**TASK DESCRIPTION**
Set out each line from the following listing that includes the word "provided".

++++++++

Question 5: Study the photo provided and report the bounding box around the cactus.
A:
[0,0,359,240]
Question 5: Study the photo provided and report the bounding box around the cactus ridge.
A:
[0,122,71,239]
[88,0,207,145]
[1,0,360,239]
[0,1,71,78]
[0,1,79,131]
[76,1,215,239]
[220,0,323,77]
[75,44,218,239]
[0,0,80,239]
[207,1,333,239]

++++++++

**RESPONSE TO THE EXERCISE**
Question 5: Study the photo provided and report the bounding box around the cactus.
Question 5: Study the photo provided and report the bounding box around the cactus ridge.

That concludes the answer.